• _SOURCE PASSAGE_
-------------------------

Gareth O'Malley of Beats Per Minute wrote: "There’s so much ground covered on Live Forever that its easy to forget that it’s 35 minutes long. Strange’s genreless approach to making music means that its eventual follow-up could explore any of the sonic avenues the album heads down – or something else entirely" Writing for Exclaim!, Adam Feibel explained: "As intriguing as Strange's music already is, Live Forever demonstrates that there's still tremendous potential left to unlock." He went on to say that the release "is itself not quite a masterpiece, but it's a clear picture of someone who's destined for greatness. Bartees Strange is a visionary artist worth watching closely."

-------------------------

• _DATA PROVIDED_
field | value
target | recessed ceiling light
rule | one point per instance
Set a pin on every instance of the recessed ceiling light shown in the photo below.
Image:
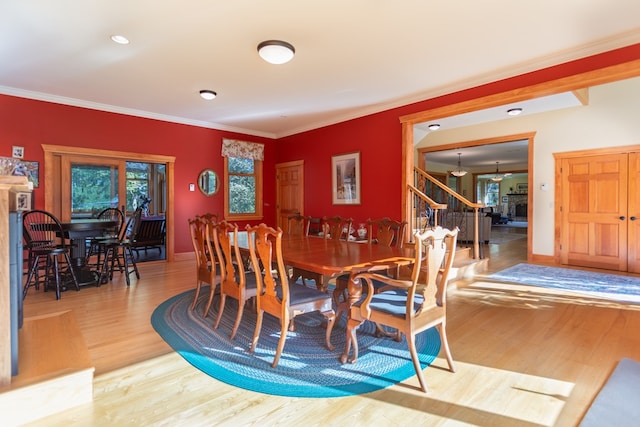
(120, 39)
(208, 94)
(276, 51)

-------------------------

• _SHORT PROBLEM A_
According to the Live Forever review excerpt, how long is the album?
• _SHORT PROBLEM B_
Rewrite all the rows in full, requests included, and scale every point coordinate in the answers by 2, rounding to whole numbers with halves going up. Leave the pictures out.

• _EXPECTED OUTPUT A_
It is 35 minutes long.

• _EXPECTED OUTPUT B_
field | value
target | recessed ceiling light
rule | one point per instance
Set a pin on every instance of the recessed ceiling light shown in the photo below.
Image:
(240, 78)
(416, 188)
(552, 102)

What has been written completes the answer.